Task details:
Pull every line from the data below that contains the string "windshield", treating uppercase and lowercase as different.

Data shown:
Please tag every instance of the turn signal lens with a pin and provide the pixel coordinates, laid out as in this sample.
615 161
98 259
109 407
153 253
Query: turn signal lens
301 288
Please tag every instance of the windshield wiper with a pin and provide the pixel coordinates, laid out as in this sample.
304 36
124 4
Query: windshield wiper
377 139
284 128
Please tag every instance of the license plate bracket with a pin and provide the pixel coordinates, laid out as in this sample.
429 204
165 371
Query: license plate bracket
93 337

---

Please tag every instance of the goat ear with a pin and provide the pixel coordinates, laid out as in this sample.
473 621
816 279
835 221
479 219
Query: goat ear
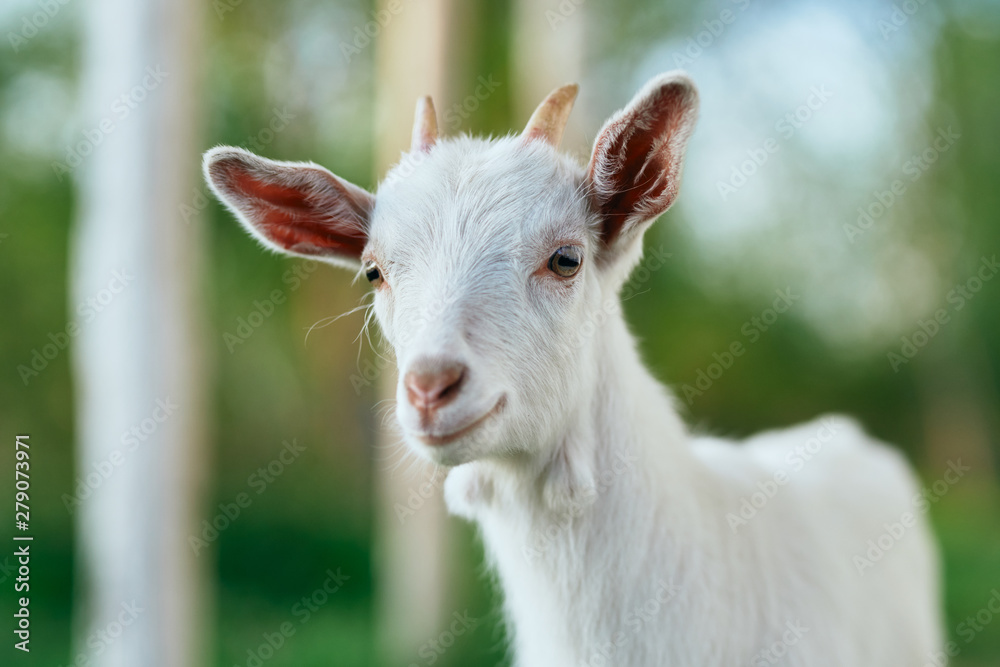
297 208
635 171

---

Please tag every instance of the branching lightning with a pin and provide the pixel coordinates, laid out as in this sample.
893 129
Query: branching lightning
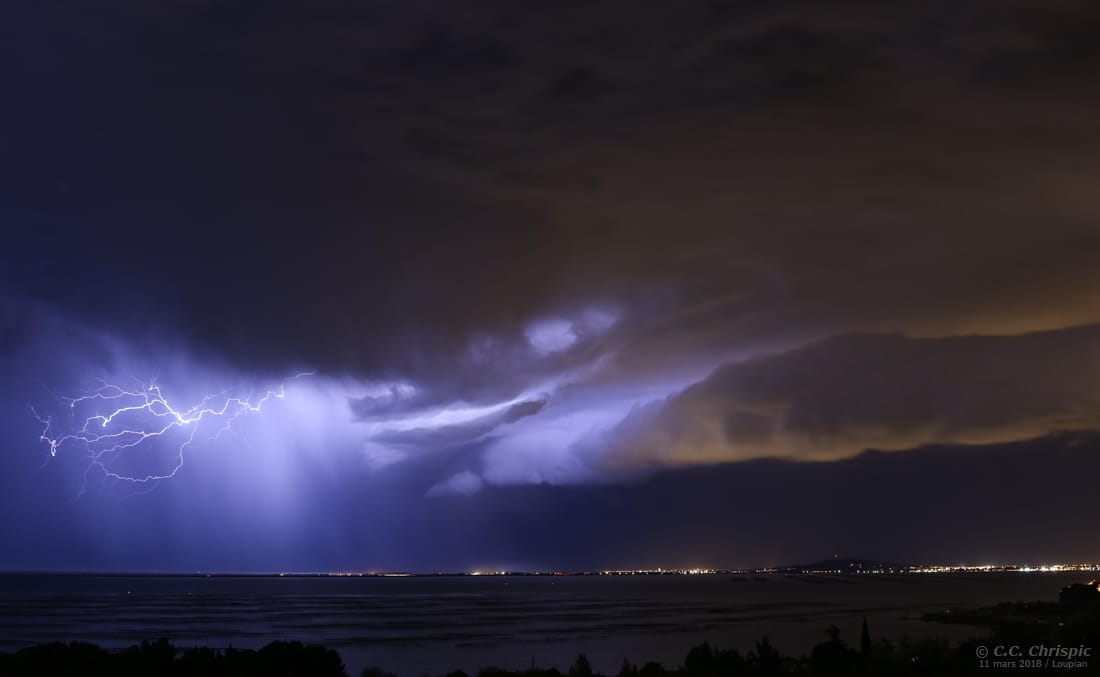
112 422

Written reply:
Please tag every instance of the windshield wiper with a pin and provide the pixel coordinates, laid out as in this sample.
Query: windshield wiper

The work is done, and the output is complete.